• _REQUIRED WORK_
What is the number of lines in the entries that contain the word "dumpling"? Reply with that number only.

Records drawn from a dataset
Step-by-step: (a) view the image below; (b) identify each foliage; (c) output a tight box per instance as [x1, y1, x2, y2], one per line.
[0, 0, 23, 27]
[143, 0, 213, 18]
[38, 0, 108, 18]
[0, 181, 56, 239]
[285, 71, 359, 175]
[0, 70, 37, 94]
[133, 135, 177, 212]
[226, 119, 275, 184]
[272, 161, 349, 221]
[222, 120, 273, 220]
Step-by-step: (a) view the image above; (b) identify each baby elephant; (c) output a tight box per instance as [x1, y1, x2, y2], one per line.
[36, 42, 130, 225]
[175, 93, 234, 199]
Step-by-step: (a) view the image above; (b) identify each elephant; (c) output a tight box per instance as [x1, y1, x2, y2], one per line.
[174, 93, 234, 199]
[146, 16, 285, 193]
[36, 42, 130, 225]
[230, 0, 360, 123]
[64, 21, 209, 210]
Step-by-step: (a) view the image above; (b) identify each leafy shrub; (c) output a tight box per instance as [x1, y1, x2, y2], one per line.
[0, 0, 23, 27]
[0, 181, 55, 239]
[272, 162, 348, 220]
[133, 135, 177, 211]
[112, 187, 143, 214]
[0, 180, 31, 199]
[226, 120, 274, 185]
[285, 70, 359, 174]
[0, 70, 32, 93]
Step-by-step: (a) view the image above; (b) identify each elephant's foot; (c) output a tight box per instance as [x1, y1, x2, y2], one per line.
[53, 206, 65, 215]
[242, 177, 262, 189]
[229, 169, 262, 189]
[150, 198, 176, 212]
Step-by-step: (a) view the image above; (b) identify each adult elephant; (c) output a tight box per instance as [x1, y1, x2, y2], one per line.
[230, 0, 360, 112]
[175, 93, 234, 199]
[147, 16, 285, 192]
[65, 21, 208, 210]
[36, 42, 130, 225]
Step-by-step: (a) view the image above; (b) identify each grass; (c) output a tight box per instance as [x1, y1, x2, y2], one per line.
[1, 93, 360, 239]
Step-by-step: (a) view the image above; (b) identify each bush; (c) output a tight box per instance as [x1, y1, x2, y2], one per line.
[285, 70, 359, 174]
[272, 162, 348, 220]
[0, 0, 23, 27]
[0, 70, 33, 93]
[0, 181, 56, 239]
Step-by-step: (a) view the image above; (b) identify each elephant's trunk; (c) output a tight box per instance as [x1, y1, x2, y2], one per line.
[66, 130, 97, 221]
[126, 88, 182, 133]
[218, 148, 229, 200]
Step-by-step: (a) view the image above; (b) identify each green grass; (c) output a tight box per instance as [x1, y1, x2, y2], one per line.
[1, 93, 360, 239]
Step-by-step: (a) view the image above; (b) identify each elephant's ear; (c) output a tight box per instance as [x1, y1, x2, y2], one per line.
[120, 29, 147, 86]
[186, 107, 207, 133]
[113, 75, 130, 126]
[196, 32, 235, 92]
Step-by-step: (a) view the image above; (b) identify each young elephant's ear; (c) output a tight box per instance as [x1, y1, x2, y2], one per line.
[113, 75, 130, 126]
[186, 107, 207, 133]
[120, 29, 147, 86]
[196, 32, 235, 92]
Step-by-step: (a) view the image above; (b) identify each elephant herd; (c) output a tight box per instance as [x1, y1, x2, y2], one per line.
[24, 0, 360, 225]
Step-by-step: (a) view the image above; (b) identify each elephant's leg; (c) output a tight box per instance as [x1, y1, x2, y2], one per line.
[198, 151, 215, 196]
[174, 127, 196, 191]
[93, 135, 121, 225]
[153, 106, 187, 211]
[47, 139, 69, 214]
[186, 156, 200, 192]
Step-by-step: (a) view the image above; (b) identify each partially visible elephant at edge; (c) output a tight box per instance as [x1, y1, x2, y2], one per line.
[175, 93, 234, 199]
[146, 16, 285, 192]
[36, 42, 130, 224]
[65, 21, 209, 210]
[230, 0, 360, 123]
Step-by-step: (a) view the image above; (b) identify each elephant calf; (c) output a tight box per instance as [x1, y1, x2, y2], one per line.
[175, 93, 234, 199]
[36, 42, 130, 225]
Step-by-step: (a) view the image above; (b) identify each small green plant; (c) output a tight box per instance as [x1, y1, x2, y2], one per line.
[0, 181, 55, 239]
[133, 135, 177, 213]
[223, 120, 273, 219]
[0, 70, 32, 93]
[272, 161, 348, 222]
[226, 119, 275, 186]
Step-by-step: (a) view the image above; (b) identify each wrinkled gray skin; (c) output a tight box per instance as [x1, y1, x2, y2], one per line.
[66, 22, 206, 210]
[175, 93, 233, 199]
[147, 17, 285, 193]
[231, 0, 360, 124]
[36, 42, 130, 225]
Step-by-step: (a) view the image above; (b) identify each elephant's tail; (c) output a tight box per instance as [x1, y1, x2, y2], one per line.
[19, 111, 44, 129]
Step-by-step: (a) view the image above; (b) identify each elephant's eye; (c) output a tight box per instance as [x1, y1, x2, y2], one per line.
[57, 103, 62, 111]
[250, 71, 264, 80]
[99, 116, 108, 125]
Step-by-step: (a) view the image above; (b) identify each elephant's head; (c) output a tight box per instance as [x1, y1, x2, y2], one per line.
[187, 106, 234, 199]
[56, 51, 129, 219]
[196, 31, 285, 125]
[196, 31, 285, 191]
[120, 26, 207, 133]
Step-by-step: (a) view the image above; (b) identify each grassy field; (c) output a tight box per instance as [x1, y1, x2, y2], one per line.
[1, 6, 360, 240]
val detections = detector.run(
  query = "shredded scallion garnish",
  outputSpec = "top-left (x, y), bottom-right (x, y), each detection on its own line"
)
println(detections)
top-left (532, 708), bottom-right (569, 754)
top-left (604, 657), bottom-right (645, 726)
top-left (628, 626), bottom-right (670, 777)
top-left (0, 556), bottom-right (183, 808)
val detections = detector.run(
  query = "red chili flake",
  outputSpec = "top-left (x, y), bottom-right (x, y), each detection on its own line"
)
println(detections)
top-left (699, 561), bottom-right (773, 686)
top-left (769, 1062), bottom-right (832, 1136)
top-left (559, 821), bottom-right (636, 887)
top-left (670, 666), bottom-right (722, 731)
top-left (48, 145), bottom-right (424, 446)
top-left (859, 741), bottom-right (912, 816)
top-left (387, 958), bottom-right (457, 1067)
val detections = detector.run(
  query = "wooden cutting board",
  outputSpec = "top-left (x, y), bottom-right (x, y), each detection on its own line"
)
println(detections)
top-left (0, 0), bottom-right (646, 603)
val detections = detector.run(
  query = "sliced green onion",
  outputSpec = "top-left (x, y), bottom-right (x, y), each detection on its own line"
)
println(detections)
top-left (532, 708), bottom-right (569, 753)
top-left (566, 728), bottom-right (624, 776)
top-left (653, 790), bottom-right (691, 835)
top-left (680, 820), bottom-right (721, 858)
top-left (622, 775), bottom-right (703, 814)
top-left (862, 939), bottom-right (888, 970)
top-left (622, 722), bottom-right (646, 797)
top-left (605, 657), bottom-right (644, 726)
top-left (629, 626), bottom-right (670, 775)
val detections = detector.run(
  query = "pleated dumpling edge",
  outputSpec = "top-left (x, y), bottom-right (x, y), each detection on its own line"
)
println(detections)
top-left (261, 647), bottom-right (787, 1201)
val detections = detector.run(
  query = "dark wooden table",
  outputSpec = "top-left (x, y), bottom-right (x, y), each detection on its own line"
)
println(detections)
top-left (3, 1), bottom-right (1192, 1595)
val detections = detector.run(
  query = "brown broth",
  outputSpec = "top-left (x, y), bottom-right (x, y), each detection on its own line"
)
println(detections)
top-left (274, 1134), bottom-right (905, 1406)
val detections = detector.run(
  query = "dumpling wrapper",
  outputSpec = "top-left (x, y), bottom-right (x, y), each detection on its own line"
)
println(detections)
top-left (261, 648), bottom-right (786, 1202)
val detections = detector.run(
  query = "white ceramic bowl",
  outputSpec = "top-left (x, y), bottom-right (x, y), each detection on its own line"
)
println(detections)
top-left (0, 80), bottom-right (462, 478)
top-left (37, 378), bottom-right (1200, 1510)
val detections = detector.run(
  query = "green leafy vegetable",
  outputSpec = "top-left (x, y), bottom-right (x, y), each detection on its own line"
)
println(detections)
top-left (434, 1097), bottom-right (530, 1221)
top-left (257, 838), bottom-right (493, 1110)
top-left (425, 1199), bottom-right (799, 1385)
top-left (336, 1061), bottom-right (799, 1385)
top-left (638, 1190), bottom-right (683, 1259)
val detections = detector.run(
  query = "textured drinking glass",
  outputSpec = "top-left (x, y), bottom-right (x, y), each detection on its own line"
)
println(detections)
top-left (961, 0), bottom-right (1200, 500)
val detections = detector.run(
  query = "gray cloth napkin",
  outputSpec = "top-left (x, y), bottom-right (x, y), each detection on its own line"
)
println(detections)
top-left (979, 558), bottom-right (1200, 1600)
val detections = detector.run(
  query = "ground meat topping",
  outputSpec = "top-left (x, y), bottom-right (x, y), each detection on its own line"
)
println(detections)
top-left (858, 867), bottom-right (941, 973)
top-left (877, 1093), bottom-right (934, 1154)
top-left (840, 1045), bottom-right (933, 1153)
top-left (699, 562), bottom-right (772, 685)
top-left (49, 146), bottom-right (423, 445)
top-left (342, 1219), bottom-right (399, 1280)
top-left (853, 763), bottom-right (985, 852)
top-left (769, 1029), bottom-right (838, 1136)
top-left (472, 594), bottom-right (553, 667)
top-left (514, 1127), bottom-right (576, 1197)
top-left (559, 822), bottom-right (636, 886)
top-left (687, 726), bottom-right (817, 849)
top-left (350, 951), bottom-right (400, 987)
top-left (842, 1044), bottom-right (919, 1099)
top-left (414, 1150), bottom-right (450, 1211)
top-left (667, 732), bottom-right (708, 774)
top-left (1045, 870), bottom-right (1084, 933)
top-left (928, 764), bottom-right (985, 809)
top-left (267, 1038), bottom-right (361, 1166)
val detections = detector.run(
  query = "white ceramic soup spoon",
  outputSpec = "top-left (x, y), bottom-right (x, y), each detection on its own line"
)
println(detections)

• _ANSWER SECTION_
2